▸ Task inputs
┄┄┄┄┄┄┄┄┄┄

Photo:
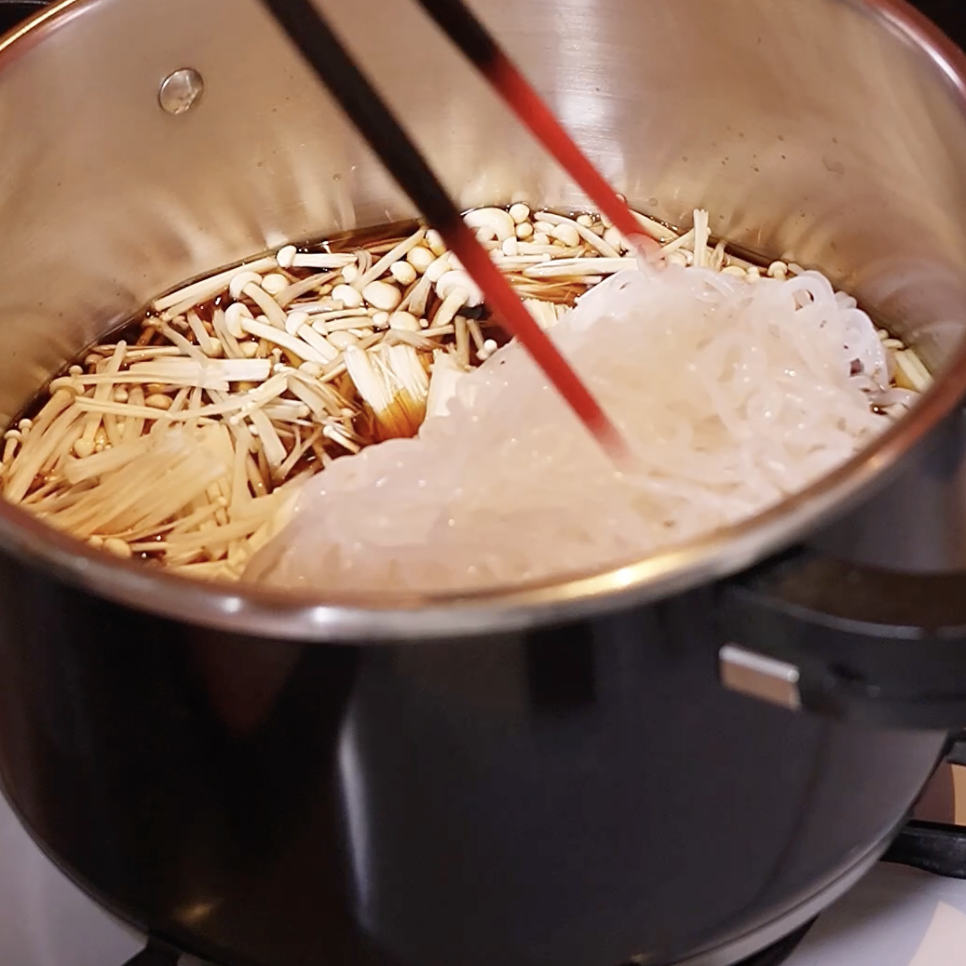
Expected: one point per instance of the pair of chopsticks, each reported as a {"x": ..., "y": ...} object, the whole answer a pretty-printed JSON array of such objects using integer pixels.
[{"x": 311, "y": 34}]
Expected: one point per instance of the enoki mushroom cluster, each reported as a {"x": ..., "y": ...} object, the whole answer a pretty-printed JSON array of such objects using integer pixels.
[{"x": 188, "y": 441}]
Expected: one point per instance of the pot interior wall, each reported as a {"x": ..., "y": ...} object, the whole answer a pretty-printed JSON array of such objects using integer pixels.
[{"x": 804, "y": 128}]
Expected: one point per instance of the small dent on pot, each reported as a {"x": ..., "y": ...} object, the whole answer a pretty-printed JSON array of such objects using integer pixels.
[{"x": 181, "y": 90}]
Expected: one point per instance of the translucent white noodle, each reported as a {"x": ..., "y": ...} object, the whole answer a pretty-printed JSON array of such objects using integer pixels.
[{"x": 733, "y": 395}]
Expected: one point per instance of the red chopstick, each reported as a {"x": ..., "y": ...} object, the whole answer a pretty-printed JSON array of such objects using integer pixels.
[
  {"x": 462, "y": 27},
  {"x": 311, "y": 34}
]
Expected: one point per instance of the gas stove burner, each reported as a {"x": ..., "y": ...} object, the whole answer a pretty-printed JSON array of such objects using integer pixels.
[{"x": 780, "y": 951}]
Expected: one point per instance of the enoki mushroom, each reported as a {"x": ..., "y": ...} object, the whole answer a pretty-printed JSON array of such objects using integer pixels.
[{"x": 187, "y": 441}]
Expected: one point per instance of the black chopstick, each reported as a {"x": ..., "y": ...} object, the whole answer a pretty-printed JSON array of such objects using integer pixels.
[
  {"x": 466, "y": 31},
  {"x": 319, "y": 46}
]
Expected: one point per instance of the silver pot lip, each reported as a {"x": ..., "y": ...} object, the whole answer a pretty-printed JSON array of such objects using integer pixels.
[{"x": 378, "y": 618}]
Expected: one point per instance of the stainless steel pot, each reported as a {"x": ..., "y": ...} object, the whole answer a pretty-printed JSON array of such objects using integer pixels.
[{"x": 552, "y": 774}]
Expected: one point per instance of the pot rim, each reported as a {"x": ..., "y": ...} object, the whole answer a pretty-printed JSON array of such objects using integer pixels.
[{"x": 249, "y": 609}]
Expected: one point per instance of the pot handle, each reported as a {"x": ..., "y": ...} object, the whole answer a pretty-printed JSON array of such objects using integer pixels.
[{"x": 847, "y": 641}]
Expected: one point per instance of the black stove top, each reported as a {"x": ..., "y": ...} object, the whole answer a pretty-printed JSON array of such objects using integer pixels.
[{"x": 774, "y": 955}]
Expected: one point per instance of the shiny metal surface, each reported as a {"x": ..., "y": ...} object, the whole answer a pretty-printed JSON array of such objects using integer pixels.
[
  {"x": 828, "y": 130},
  {"x": 757, "y": 676},
  {"x": 181, "y": 90}
]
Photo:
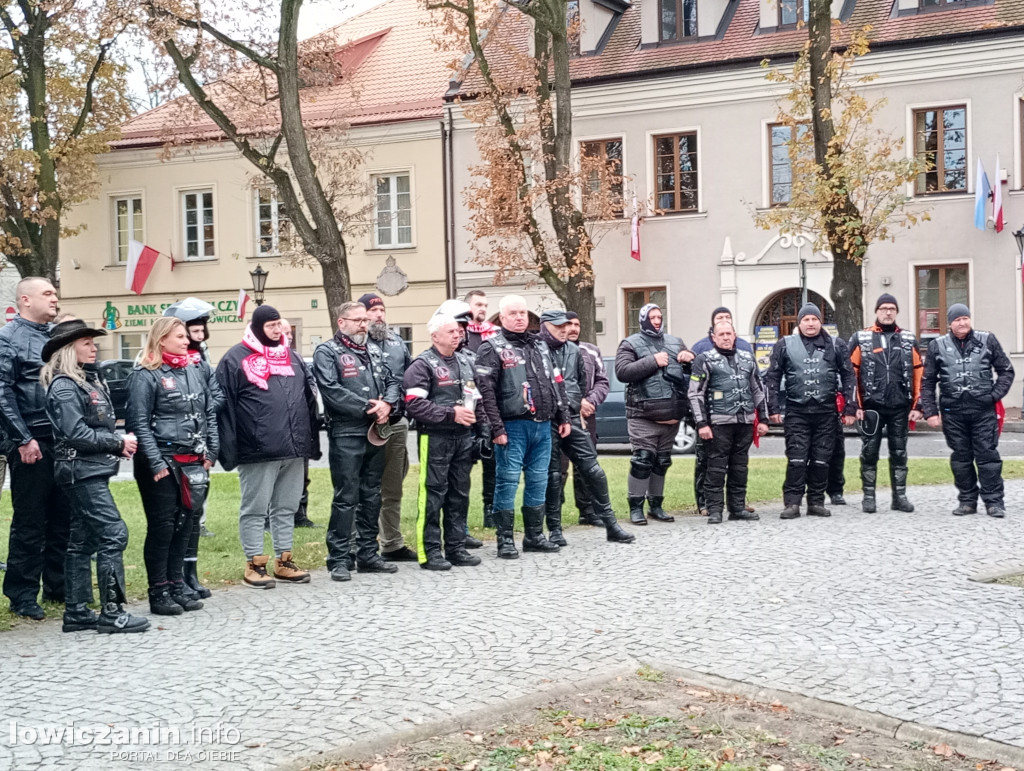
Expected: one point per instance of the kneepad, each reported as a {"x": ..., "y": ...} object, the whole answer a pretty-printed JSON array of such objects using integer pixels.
[
  {"x": 663, "y": 463},
  {"x": 642, "y": 464}
]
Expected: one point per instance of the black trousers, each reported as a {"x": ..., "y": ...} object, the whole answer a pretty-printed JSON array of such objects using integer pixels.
[
  {"x": 728, "y": 456},
  {"x": 810, "y": 439},
  {"x": 837, "y": 464},
  {"x": 699, "y": 472},
  {"x": 356, "y": 469},
  {"x": 168, "y": 524},
  {"x": 581, "y": 493},
  {"x": 445, "y": 461},
  {"x": 96, "y": 527},
  {"x": 579, "y": 447},
  {"x": 895, "y": 424},
  {"x": 974, "y": 439},
  {"x": 39, "y": 529}
]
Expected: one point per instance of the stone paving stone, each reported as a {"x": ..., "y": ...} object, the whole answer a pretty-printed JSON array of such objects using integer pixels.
[{"x": 870, "y": 610}]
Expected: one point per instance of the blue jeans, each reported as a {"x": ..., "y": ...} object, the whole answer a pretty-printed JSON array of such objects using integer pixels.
[{"x": 528, "y": 450}]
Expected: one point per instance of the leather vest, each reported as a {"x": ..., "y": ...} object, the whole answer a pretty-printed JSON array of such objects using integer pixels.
[
  {"x": 514, "y": 399},
  {"x": 668, "y": 382},
  {"x": 870, "y": 362},
  {"x": 566, "y": 358},
  {"x": 810, "y": 379},
  {"x": 958, "y": 374},
  {"x": 729, "y": 383},
  {"x": 449, "y": 387}
]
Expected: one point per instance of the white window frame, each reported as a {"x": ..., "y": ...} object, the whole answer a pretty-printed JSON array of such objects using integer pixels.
[
  {"x": 651, "y": 185},
  {"x": 276, "y": 219},
  {"x": 393, "y": 175},
  {"x": 198, "y": 190},
  {"x": 115, "y": 230},
  {"x": 910, "y": 137}
]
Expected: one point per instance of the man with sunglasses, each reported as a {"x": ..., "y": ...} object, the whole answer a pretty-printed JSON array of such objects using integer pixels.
[{"x": 889, "y": 371}]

┄┄┄┄┄┄┄┄┄┄

▸ Your objective
The listing above should be transcribed word for word, with its pictures left out.

▸ Reply
Photo:
Expected: one point per instance of the pair of chopsticks, each reported as a {"x": ..., "y": ...} object, the whole answer a pretty-printed JSON array of such objects using integer pixels.
[{"x": 311, "y": 34}]
Expected: one point per instance of the enoki mushroom cluster, each reported as a {"x": ..., "y": ...} object, the whole answer a pretty-printed JSON array of such objects using integer pixels.
[{"x": 188, "y": 441}]
Expected: one point per instance of the pot interior wall, each reported as a {"x": ..., "y": ...} object, the whole answer a pretty-printed JSON array of such objects using integer pixels.
[{"x": 804, "y": 128}]
Expected: one point per instance of the small dent on pot, each reported as a {"x": ..., "y": ...} object, the whole answer a pretty-printed JSON array of such objects using integer pixels.
[{"x": 181, "y": 90}]
Expected: one point per instance of the translucent white noodle, each reported as a {"x": ..., "y": ...} object, the whole answer a pretty-printed JSON array of such objects using integer pixels.
[{"x": 733, "y": 395}]
Expected: one point per instance of the red chopstick, each reported as a {"x": ..., "y": ...} object, the whole answer a pretty-printed JSON array of such objects using integer pixels.
[
  {"x": 462, "y": 27},
  {"x": 311, "y": 34}
]
Expected: one point per instance of the gas stove burner, each reported as a {"x": ..., "y": ...} object, the whole answer a pretty-printed JSON array of such objects using integer pixels.
[{"x": 780, "y": 951}]
Expected: one point per instance of the enoki mushroom, each reported as a {"x": ..., "y": ...} object, the whole answer a pretty-printed JSON array of such objects using integer pixels.
[{"x": 187, "y": 441}]
Expected: one point per instance of the black chopstick, each reported as a {"x": ..., "y": ...} object, the whole answer a pretty-printed JSON array of such objects using integer pixels.
[
  {"x": 466, "y": 31},
  {"x": 319, "y": 46}
]
Expected: one point per instance of the silver pot lip, each reported as a {"x": ..., "y": ...} object, the whole answer a pretty-printed JSON array of such objects using integer pixels.
[{"x": 378, "y": 618}]
Expected: one point per instance of the stainless steel pot, each reported as a {"x": ..., "y": ...} object, the whole answer a pretty-printed JSON array of such objects using integer pixels.
[{"x": 552, "y": 774}]
Expected: one point per instance of the pot rim, each reported as a {"x": ..., "y": ...} object, the whole answer a pretty-printed JSON array of such objects using integer pixels.
[{"x": 249, "y": 609}]
Expected: one point per instance of the pot handle, each reported as a {"x": ..., "y": ...} object, the whole answer a pretty-printed JSON array of such objects using integer pixels.
[{"x": 847, "y": 641}]
Expected: one point per instance of the black stove top, each reported as a {"x": ..., "y": ...} object, the whole answer a pretty-printed JSON array of such objects using integer pixels.
[{"x": 774, "y": 955}]
Expected: one point per instance of the shiny metal surface, each reported as a {"x": ..., "y": ...} object, the whole answer a pretty-printed JSON array of such objects using integer pixels.
[
  {"x": 828, "y": 130},
  {"x": 757, "y": 676},
  {"x": 181, "y": 90}
]
Photo:
Expected: one point per instance of the kneepad, each reported as a {"x": ..., "y": ...} object, the whole answer a pretty-printed JSON array of such objects using integer pixels.
[
  {"x": 663, "y": 463},
  {"x": 642, "y": 464}
]
Expected: one point per instance of the black trousers, each reported as a {"x": ..., "y": ...} object, the whole answer a pretty-printed JSON array of such objects using integer pixels.
[
  {"x": 728, "y": 456},
  {"x": 810, "y": 439},
  {"x": 837, "y": 464},
  {"x": 699, "y": 472},
  {"x": 356, "y": 469},
  {"x": 168, "y": 524},
  {"x": 581, "y": 493},
  {"x": 445, "y": 461},
  {"x": 96, "y": 527},
  {"x": 579, "y": 447},
  {"x": 895, "y": 424},
  {"x": 974, "y": 439},
  {"x": 39, "y": 529}
]
Expected: one point per instance of the stone paving stone, each reported as a {"x": ..., "y": ...} object, the whole answer a pretty-printed JSON array of such objects using integer pixels.
[{"x": 870, "y": 610}]
Expected: one point per instance of the blue jeans, each reported as a {"x": ..., "y": ...} object, the whole answer a pretty-printed JSON array of such objects using integer pixels.
[{"x": 528, "y": 450}]
Expected: one point per instance of the leather vest, each reported as a {"x": ..., "y": ...} object, the whole answer a pretty-printed JSON array of such objects using integer pixels.
[
  {"x": 514, "y": 399},
  {"x": 668, "y": 382},
  {"x": 870, "y": 362},
  {"x": 566, "y": 358},
  {"x": 810, "y": 379},
  {"x": 958, "y": 374},
  {"x": 729, "y": 383},
  {"x": 449, "y": 387}
]
Expected: one point per instance of the white window frame, each reported as a {"x": ..., "y": ...} object, the whole answer a pretty-printed JSON array of such objects using integer pixels.
[
  {"x": 651, "y": 185},
  {"x": 276, "y": 219},
  {"x": 393, "y": 175},
  {"x": 198, "y": 190},
  {"x": 115, "y": 230},
  {"x": 910, "y": 137}
]
Expected: one point per instance of the man with sunglasses, each reported as a {"x": ..., "y": ...} object, the whole answer a pretty-printed JSON array of such objects using integer pixels.
[{"x": 889, "y": 371}]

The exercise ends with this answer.